Please write out all of the following material line for line, with no changes.

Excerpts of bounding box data
__________

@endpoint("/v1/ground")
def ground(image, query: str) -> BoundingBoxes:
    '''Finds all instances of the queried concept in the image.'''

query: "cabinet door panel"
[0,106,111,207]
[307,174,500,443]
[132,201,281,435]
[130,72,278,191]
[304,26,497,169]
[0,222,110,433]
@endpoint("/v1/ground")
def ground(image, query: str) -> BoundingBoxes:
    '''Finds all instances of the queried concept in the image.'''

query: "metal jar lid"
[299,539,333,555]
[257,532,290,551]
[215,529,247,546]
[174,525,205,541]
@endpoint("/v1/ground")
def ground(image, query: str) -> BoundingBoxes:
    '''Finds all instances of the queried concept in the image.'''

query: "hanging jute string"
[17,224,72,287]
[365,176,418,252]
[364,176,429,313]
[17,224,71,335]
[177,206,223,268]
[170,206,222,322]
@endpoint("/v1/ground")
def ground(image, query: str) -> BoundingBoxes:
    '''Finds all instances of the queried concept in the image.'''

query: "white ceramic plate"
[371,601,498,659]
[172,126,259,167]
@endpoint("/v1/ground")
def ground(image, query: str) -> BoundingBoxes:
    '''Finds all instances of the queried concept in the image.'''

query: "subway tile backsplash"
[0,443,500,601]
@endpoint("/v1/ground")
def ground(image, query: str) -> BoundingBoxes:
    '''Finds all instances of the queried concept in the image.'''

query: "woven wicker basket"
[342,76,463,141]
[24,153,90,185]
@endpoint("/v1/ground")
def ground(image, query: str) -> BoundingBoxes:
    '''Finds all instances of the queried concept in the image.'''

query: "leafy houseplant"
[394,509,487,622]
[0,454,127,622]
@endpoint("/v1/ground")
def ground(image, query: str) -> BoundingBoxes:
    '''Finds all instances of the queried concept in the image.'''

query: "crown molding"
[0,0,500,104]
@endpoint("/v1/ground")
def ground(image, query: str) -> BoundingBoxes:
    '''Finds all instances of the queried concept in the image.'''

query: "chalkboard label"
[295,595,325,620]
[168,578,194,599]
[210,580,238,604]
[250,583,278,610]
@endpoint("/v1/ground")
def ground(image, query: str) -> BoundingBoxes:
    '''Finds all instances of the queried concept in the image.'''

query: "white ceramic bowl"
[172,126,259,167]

__________

*IN RESPONSE*:
@endpoint("/v1/ground")
def ground(image, query: str) -> BoundingBoxes:
    '''Finds all instances of the queried concept in the image.'''

query: "cabinet door panel"
[0,106,111,207]
[307,174,500,443]
[132,201,281,435]
[130,72,278,191]
[304,26,497,169]
[0,222,110,433]
@endpoint("/v1/ground")
def ground(image, query: str) -> BoundingBoxes:
    '''Finds all instances of the queried concept in the image.'''

query: "metal jar lid"
[299,539,333,555]
[257,532,290,551]
[215,529,247,546]
[174,525,205,541]
@endpoint("/v1/ground")
def ground(image, query: str) -> BoundingBoxes:
    '''Finds all instances of the queried concept in the image.'''

query: "hanging jute string"
[17,224,72,287]
[365,176,418,252]
[364,176,429,313]
[17,224,71,335]
[177,206,223,268]
[170,206,222,322]
@endpoint("/v1/ground")
def ground(image, query: str) -> BoundingBoxes:
    '''Finds all instances of the queried concept in the image.'''

query: "white ceramic plate"
[371,601,498,659]
[172,126,259,167]
@endpoint("/v1/ground")
def ground(image, query: str) -> BoundingBoxes:
    '''Finds all instances of the queried concept in the image.'''

query: "subway tile backsplash"
[0,443,500,601]
@endpoint("/v1/ground")
def ground(image, query: str) -> BoundingBoxes:
    '''Finds all instances of the queried concept in the image.'''

query: "woven wicker basket"
[342,76,463,141]
[24,153,90,185]
@endpoint("/v1/ground")
def ground(image, query: str) -> BoundingBoxes:
    '''Finds all instances of the queried concept in the image.'''

query: "leafy houseplant"
[394,509,487,622]
[0,454,127,622]
@endpoint("/v1/ground")
def ground(image, query: str) -> BoundingBoxes:
    '''Finds all instances of the queried concept in the image.'''

query: "crown molding"
[0,0,500,104]
@endpoint("/v1/ground")
def ground(image, query: str) -> BoundingBoxes:
    '''Finds all instances of the queried concept in the image.'''

query: "chalkboard label"
[295,595,325,620]
[168,578,194,599]
[210,580,238,604]
[250,583,278,610]
@endpoint("/v1/ground")
def ground(image, query: str) -> BoundingBoxes:
    '''Finds all instances of the queried concept in the image.'''

query: "white ceramic bowl"
[172,126,259,167]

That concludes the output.